■ WRITTEN EXERCISE: Copy out every line of the records that contains the string "Target".

▼

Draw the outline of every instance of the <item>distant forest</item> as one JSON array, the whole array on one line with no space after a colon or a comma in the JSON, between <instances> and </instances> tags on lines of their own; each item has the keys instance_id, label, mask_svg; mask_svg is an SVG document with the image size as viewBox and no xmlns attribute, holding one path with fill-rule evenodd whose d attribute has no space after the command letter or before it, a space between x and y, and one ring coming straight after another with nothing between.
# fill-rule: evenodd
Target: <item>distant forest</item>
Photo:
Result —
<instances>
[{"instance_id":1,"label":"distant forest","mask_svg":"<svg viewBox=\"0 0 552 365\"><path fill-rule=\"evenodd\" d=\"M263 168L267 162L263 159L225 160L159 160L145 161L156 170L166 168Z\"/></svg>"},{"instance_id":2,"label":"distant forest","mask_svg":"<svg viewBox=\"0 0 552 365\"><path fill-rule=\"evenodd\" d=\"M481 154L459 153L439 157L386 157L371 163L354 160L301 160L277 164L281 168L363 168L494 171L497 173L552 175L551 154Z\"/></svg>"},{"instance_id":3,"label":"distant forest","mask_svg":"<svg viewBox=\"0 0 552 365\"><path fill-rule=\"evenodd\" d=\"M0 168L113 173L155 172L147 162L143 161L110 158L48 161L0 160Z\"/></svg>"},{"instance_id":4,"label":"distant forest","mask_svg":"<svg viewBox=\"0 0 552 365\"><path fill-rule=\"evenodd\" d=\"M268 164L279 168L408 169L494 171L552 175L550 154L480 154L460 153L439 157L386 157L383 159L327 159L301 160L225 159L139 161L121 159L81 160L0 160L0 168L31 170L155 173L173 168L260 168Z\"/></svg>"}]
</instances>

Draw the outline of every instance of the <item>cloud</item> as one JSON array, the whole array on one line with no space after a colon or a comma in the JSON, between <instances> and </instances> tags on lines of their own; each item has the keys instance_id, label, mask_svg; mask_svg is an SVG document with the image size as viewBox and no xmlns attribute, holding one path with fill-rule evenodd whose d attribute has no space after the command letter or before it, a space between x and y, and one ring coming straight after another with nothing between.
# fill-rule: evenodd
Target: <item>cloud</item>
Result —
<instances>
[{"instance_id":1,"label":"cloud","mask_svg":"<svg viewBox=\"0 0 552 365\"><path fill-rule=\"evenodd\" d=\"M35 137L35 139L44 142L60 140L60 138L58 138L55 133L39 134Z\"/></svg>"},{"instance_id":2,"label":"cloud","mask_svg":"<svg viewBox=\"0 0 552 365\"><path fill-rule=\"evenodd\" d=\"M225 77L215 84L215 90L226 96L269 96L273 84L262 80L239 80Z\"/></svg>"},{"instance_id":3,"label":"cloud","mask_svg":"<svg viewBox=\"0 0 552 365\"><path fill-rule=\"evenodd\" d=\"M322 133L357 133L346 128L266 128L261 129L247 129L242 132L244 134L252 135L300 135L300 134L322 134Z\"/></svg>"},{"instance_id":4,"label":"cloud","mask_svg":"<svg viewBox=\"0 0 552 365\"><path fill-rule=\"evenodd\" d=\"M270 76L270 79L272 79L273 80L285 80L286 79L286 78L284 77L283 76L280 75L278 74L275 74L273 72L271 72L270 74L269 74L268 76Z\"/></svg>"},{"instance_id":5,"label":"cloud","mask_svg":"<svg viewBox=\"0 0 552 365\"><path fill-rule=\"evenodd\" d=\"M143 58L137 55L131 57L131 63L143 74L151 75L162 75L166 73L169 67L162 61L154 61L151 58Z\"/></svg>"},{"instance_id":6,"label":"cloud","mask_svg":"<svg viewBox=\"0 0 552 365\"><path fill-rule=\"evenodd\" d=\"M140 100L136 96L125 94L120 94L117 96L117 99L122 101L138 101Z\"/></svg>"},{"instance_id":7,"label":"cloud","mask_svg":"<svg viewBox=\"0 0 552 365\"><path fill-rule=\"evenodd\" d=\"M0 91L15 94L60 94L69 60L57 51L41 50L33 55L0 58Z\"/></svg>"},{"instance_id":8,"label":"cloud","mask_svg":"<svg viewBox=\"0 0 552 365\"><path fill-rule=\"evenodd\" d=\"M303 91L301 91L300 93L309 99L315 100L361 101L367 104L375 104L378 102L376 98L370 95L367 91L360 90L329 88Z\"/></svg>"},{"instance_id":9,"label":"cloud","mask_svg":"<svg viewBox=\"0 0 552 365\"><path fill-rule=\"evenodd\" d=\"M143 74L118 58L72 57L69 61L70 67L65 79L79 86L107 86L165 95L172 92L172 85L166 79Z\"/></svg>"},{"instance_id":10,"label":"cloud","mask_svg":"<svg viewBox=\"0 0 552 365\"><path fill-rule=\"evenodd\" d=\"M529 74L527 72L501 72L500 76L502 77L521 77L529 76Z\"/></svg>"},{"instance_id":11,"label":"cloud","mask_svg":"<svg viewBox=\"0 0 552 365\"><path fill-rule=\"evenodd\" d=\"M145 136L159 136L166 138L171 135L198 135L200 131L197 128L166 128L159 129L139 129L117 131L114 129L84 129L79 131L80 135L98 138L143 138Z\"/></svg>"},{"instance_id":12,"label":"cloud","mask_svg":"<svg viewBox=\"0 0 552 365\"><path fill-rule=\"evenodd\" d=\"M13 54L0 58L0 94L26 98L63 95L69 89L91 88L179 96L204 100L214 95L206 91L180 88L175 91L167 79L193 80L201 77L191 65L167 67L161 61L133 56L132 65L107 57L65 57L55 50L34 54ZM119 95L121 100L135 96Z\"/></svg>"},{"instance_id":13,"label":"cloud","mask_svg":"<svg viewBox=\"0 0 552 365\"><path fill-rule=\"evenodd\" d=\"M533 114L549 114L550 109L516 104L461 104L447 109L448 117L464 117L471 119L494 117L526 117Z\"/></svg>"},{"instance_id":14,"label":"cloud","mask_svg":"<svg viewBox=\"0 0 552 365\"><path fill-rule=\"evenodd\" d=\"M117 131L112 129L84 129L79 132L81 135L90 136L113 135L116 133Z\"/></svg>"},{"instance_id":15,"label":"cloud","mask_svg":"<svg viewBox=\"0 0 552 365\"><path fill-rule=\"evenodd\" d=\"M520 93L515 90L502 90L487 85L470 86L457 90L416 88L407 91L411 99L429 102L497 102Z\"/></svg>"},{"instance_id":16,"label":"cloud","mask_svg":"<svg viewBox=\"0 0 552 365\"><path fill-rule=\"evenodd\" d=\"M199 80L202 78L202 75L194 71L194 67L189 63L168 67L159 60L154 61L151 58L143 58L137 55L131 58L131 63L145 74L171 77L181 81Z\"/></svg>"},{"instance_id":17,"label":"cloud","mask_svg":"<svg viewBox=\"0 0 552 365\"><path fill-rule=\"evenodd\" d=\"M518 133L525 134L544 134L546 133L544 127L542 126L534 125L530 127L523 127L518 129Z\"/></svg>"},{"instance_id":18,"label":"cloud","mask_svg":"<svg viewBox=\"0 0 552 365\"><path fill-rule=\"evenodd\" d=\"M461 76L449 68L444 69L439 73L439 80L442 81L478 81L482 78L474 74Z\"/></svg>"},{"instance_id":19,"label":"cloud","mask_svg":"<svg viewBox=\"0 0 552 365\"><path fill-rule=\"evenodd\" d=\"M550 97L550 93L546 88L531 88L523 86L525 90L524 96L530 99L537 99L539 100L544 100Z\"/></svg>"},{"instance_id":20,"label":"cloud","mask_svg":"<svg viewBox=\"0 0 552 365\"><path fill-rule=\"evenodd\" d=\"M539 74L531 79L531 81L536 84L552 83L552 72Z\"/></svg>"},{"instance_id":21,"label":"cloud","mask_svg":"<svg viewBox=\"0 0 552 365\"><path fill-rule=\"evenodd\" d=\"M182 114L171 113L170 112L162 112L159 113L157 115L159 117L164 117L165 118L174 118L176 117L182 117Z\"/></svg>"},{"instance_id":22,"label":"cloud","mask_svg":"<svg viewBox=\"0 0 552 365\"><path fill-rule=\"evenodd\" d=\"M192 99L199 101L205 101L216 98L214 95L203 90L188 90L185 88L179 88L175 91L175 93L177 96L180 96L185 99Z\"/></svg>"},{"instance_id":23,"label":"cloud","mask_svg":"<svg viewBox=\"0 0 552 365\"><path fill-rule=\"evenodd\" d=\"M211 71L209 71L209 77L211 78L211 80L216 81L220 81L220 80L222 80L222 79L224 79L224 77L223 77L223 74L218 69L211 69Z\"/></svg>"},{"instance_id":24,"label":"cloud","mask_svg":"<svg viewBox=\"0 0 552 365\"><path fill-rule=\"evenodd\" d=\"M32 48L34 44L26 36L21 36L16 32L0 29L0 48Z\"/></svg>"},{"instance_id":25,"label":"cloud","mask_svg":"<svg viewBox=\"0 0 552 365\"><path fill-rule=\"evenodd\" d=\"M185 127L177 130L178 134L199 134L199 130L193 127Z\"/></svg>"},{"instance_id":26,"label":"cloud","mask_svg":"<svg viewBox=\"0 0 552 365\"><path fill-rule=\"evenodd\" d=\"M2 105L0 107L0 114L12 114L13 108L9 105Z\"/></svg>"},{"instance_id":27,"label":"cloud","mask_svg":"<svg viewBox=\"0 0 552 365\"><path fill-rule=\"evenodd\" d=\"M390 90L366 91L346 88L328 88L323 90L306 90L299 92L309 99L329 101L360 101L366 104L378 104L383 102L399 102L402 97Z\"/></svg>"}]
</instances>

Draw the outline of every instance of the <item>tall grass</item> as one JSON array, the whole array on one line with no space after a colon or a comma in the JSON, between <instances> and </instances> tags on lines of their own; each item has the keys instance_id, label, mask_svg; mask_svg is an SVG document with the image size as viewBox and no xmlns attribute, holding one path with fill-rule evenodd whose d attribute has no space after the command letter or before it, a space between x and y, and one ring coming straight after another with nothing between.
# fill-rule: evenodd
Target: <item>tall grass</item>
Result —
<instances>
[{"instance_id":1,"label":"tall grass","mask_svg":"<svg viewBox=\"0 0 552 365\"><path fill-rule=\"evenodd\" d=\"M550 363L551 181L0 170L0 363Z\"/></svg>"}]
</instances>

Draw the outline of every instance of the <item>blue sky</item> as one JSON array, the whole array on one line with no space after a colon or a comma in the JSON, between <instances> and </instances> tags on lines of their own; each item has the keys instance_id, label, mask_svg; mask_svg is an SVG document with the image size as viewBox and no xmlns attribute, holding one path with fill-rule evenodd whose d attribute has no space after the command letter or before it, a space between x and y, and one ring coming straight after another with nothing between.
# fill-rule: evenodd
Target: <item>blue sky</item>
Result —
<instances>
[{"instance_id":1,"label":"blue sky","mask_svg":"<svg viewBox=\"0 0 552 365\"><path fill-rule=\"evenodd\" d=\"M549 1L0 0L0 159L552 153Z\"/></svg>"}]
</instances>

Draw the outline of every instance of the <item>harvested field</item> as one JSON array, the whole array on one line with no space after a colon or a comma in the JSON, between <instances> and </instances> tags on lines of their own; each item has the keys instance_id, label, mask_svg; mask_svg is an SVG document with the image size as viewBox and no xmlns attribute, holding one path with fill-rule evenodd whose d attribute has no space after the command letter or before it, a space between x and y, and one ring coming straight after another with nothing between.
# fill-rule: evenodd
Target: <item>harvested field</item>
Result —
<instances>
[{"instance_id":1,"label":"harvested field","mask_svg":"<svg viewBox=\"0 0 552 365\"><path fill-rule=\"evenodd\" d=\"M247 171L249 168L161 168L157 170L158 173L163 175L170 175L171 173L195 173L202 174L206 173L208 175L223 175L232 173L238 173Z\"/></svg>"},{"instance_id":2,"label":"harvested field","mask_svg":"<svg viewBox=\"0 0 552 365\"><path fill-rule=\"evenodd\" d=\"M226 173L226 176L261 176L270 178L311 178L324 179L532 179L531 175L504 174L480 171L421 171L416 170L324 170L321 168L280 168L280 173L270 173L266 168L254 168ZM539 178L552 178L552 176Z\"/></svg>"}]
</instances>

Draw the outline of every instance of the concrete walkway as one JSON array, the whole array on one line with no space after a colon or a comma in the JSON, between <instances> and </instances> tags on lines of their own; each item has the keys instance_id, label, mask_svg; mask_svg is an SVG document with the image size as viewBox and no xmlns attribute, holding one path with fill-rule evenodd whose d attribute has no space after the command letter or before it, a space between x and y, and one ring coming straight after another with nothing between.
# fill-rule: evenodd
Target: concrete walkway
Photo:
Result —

▲

■ SOLUTION TO THIS TASK:
Target: <item>distant forest</item>
Target: <item>cloud</item>
Target: <item>tall grass</item>
Target: <item>blue sky</item>
Target: <item>harvested field</item>
Target: concrete walkway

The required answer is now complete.